Top of The input

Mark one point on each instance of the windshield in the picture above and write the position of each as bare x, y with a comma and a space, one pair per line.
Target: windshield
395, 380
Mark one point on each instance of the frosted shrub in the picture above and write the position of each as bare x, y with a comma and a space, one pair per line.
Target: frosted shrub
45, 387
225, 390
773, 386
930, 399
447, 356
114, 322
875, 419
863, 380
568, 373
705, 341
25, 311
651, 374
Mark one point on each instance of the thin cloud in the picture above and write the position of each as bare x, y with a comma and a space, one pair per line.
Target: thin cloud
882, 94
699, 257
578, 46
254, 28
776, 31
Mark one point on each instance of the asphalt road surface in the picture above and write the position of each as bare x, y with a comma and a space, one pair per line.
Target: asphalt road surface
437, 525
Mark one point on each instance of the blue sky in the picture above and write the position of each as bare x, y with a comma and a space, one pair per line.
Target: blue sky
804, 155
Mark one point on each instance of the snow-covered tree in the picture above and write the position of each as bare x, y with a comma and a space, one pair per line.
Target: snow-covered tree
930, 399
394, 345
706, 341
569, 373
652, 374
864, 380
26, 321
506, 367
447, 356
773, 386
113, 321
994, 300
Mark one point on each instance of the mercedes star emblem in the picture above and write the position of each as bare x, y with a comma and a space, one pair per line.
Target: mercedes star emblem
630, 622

Bottom of The input

*What needs to be done*. Exactly as they appear, write out the lines from the one containing "Mark one point on each instance of the mercedes" through the final line of the entries above, both included.

*Written response*.
Mark one point on each instance of the mercedes star emblem in the picture above and write the position of each as bare x, y with a comma and a space, one pair per line.
Target: mercedes star emblem
630, 622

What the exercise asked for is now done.